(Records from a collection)
----

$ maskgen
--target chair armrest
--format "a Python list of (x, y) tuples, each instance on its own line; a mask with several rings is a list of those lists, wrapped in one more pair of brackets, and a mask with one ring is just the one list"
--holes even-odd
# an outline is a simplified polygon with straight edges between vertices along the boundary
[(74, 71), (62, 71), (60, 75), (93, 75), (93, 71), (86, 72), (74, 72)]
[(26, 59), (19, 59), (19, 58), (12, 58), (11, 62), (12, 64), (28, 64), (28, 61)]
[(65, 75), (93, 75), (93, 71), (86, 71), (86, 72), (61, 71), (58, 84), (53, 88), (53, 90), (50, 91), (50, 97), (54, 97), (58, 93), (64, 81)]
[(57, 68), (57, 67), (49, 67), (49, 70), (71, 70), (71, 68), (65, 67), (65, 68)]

----

### TASK BRIEF
Only one stretch is wanted, so please give again exactly the lines from the start of the data through the line containing "--holes even-odd", both ends included.

### SOLUTION FOR THIS TASK
$ maskgen
--target chair armrest
--format "a Python list of (x, y) tuples, each instance on its own line; a mask with several rings is a list of those lists, wrapped in one more pair of brackets, and a mask with one ring is just the one list"
--holes even-odd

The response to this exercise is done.